> [Descrizione esercizio]: Puoi rendere tutti i record sotto forma di tabella Markdown, con il numero di riga nella colonna «Num» e la riga stessa nella colonna «Contenuto», tralasciando le righe vuote?

─── Materiale fornito ───

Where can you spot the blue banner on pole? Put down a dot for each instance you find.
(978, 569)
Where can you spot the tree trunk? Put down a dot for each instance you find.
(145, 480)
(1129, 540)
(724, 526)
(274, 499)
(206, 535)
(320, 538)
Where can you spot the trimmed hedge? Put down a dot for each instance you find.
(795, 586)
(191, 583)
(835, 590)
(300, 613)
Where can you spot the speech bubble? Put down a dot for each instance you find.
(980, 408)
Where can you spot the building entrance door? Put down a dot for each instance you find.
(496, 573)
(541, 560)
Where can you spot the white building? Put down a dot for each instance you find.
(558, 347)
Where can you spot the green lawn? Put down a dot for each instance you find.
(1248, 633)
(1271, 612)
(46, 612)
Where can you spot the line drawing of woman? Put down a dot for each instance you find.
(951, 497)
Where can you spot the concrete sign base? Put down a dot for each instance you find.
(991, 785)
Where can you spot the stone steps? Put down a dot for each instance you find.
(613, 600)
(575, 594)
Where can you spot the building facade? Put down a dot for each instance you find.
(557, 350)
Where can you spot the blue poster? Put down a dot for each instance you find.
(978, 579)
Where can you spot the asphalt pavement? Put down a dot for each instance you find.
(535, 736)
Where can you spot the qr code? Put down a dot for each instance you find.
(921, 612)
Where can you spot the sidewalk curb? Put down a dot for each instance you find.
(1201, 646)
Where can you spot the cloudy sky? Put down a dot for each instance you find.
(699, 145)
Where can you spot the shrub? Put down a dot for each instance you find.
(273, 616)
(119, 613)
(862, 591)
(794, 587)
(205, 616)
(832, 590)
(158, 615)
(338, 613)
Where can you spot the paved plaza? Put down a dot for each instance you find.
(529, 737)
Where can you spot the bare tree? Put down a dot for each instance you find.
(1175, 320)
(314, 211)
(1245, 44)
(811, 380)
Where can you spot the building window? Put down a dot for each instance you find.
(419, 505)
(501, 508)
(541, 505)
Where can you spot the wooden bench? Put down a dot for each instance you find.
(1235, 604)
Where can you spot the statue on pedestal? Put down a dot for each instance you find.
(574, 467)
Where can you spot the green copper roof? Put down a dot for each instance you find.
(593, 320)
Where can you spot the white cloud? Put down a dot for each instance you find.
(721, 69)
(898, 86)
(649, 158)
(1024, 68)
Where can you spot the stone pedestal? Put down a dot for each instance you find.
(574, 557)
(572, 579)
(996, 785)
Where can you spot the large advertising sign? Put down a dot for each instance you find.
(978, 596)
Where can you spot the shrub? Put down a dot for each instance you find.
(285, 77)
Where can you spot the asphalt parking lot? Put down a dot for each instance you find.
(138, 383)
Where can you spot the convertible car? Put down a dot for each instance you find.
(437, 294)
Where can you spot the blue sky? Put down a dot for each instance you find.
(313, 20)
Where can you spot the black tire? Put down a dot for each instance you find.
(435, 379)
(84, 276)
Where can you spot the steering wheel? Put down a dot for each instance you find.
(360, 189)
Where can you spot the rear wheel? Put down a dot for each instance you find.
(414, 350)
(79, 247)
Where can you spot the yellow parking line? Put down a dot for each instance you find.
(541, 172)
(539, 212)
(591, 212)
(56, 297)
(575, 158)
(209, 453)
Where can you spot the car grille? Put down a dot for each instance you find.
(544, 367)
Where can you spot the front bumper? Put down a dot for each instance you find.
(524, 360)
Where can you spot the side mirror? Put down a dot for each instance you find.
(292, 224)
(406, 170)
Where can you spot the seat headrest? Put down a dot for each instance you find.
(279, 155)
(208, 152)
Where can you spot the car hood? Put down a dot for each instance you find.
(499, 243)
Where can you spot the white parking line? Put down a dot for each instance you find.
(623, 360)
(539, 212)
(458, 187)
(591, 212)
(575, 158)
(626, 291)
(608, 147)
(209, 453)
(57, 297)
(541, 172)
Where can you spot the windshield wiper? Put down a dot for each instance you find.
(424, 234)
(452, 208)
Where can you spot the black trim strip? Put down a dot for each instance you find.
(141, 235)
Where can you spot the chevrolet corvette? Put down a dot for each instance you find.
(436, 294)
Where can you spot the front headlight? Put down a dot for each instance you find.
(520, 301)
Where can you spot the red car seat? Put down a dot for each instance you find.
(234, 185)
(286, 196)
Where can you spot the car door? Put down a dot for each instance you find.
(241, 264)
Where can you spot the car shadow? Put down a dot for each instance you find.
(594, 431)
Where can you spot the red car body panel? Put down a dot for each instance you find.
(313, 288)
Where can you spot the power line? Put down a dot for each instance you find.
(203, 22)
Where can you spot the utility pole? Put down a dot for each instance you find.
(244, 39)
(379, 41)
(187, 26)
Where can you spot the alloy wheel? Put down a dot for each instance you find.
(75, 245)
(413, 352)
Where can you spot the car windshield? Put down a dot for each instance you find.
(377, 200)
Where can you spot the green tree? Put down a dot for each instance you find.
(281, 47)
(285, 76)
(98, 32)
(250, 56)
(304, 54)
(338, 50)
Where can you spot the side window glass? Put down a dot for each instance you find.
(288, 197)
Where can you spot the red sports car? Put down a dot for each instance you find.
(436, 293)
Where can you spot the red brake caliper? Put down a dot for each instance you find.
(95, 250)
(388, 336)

───

> [Soluzione]:
| Num | Contenuto |
|---|---|
| 1 | Where can you spot the blue banner on pole? Put down a dot for each instance you find. |
| 2 | (978, 569) |
| 3 | Where can you spot the tree trunk? Put down a dot for each instance you find. |
| 4 | (145, 480) |
| 5 | (1129, 540) |
| 6 | (724, 526) |
| 7 | (274, 499) |
| 8 | (206, 535) |
| 9 | (320, 538) |
| 10 | Where can you spot the trimmed hedge? Put down a dot for each instance you find. |
| 11 | (795, 586) |
| 12 | (191, 583) |
| 13 | (835, 590) |
| 14 | (300, 613) |
| 15 | Where can you spot the speech bubble? Put down a dot for each instance you find. |
| 16 | (980, 408) |
| 17 | Where can you spot the building entrance door? Put down a dot for each instance you find. |
| 18 | (496, 573) |
| 19 | (541, 560) |
| 20 | Where can you spot the white building? Put down a dot for each instance you find. |
| 21 | (558, 347) |
| 22 | Where can you spot the green lawn? Put down a dot for each instance you find. |
| 23 | (1248, 633) |
| 24 | (1271, 612) |
| 25 | (46, 612) |
| 26 | Where can you spot the line drawing of woman? Put down a dot for each instance you find. |
| 27 | (951, 497) |
| 28 | Where can you spot the concrete sign base? Put down a dot for each instance you find. |
| 29 | (991, 785) |
| 30 | Where can you spot the stone steps? Put down a dot for each instance you find. |
| 31 | (613, 600) |
| 32 | (575, 594) |
| 33 | Where can you spot the building facade? Put down a dot for each instance you find. |
| 34 | (557, 350) |
| 35 | Where can you spot the blue poster? Put down a dot for each instance you find. |
| 36 | (978, 579) |
| 37 | Where can you spot the asphalt pavement? Put down a dot for each instance you find. |
| 38 | (535, 736) |
| 39 | Where can you spot the qr code? Put down a dot for each instance you find. |
| 40 | (921, 612) |
| 41 | Where can you spot the sidewalk curb? Put down a dot for each instance you find. |
| 42 | (1201, 646) |
| 43 | Where can you spot the cloudy sky? Put down a dot for each instance you find. |
| 44 | (699, 145) |
| 45 | Where can you spot the shrub? Put down a dot for each instance you find. |
| 46 | (273, 616) |
| 47 | (119, 613) |
| 48 | (862, 591) |
| 49 | (794, 587) |
| 50 | (205, 616) |
| 51 | (832, 590) |
| 52 | (158, 615) |
| 53 | (338, 613) |
| 54 | Where can you spot the paved plaza? Put down a dot for each instance you find. |
| 55 | (529, 737) |
| 56 | Where can you spot the bare tree? Put down a dot for each instance you find. |
| 57 | (1175, 320) |
| 58 | (314, 211) |
| 59 | (1245, 44) |
| 60 | (811, 380) |
| 61 | Where can you spot the building window? Put down a dot for each instance you find. |
| 62 | (419, 505) |
| 63 | (501, 508) |
| 64 | (541, 505) |
| 65 | Where can you spot the wooden bench? Put down a dot for each instance you find. |
| 66 | (1235, 604) |
| 67 | Where can you spot the statue on pedestal? Put down a dot for each instance you find. |
| 68 | (574, 467) |
| 69 | Where can you spot the green copper roof? Put down a dot for each instance you find. |
| 70 | (593, 320) |
| 71 | Where can you spot the white cloud? Put down a dot for each instance you find. |
| 72 | (721, 69) |
| 73 | (898, 86) |
| 74 | (649, 158) |
| 75 | (1024, 68) |
| 76 | Where can you spot the stone pedestal? Put down a dot for each instance you find. |
| 77 | (574, 557) |
| 78 | (572, 579) |
| 79 | (996, 785) |
| 80 | Where can you spot the large advertising sign? Put down a dot for each instance you find. |
| 81 | (978, 596) |
| 82 | Where can you spot the shrub? Put down a dot for each instance you find. |
| 83 | (285, 77) |
| 84 | Where can you spot the asphalt parking lot? Put down a dot for each instance you find. |
| 85 | (138, 383) |
| 86 | Where can you spot the convertible car? Put down a dot for each instance you find. |
| 87 | (437, 294) |
| 88 | Where can you spot the blue sky? Put down a dot for each instance you find. |
| 89 | (313, 20) |
| 90 | Where can you spot the black tire? Put down a dot for each instance you find. |
| 91 | (435, 379) |
| 92 | (84, 276) |
| 93 | Where can you spot the steering wheel? Put down a dot for each instance you find. |
| 94 | (360, 189) |
| 95 | Where can you spot the rear wheel? Put down a dot for each instance you find. |
| 96 | (414, 350) |
| 97 | (79, 247) |
| 98 | Where can you spot the yellow parking line? Put down a dot for each instance you find. |
| 99 | (541, 172) |
| 100 | (539, 212) |
| 101 | (591, 212) |
| 102 | (56, 297) |
| 103 | (575, 158) |
| 104 | (209, 453) |
| 105 | Where can you spot the car grille? Put down a dot for each instance you find. |
| 106 | (544, 367) |
| 107 | Where can you spot the front bumper? Put down a dot for each instance you find. |
| 108 | (524, 360) |
| 109 | Where can you spot the side mirror? Put down a dot for each instance you find. |
| 110 | (292, 224) |
| 111 | (406, 170) |
| 112 | Where can you spot the seat headrest? Put down a dot for each instance you find. |
| 113 | (279, 155) |
| 114 | (208, 152) |
| 115 | Where can you spot the car hood? Put down a dot for each instance you find. |
| 116 | (499, 243) |
| 117 | Where can you spot the white parking line? Put down a dot for each instance you find. |
| 118 | (623, 360) |
| 119 | (539, 212) |
| 120 | (458, 187) |
| 121 | (591, 212) |
| 122 | (575, 158) |
| 123 | (626, 291) |
| 124 | (608, 147) |
| 125 | (209, 453) |
| 126 | (57, 297) |
| 127 | (541, 172) |
| 128 | Where can you spot the windshield wiper? Put down a dot for each instance you find. |
| 129 | (424, 234) |
| 130 | (452, 208) |
| 131 | Where can you spot the black trim strip? Put down a dot for each instance you find. |
| 132 | (141, 235) |
| 133 | Where can you spot the chevrolet corvette? Put down a dot for each instance you find. |
| 134 | (436, 294) |
| 135 | Where can you spot the front headlight? Put down a dot for each instance you find. |
| 136 | (520, 301) |
| 137 | Where can you spot the red car seat? Put down a dot for each instance you find. |
| 138 | (234, 185) |
| 139 | (286, 196) |
| 140 | Where can you spot the car door? Put down a dot for each instance you find. |
| 141 | (241, 264) |
| 142 | Where can you spot the car shadow? Put down a dot for each instance you find. |
| 143 | (594, 431) |
| 144 | Where can you spot the red car body panel? Put down a dot for each instance you find. |
| 145 | (313, 288) |
| 146 | Where can you spot the power line? Put down a dot for each instance you find. |
| 147 | (203, 22) |
| 148 | Where can you spot the utility pole? Put down a dot for each instance you find. |
| 149 | (244, 39) |
| 150 | (379, 41) |
| 151 | (187, 26) |
| 152 | Where can you spot the alloy wheel? Put down a dot for each instance you find. |
| 153 | (75, 245) |
| 154 | (413, 352) |
| 155 | Where can you spot the car windshield? Put down a dot for each instance you find. |
| 156 | (377, 200) |
| 157 | Where can you spot the green tree? Put down a dot for each instance you find. |
| 158 | (281, 47) |
| 159 | (285, 76) |
| 160 | (98, 32) |
| 161 | (250, 56) |
| 162 | (304, 54) |
| 163 | (338, 50) |
| 164 | Where can you spot the side window glass? Put down a dot for each instance you find. |
| 165 | (288, 197) |
| 166 | Where can you spot the red sports car? Put down a dot for each instance you find. |
| 167 | (436, 293) |
| 168 | Where can you spot the red brake caliper? Put down a dot for each instance you find. |
| 169 | (95, 250) |
| 170 | (388, 336) |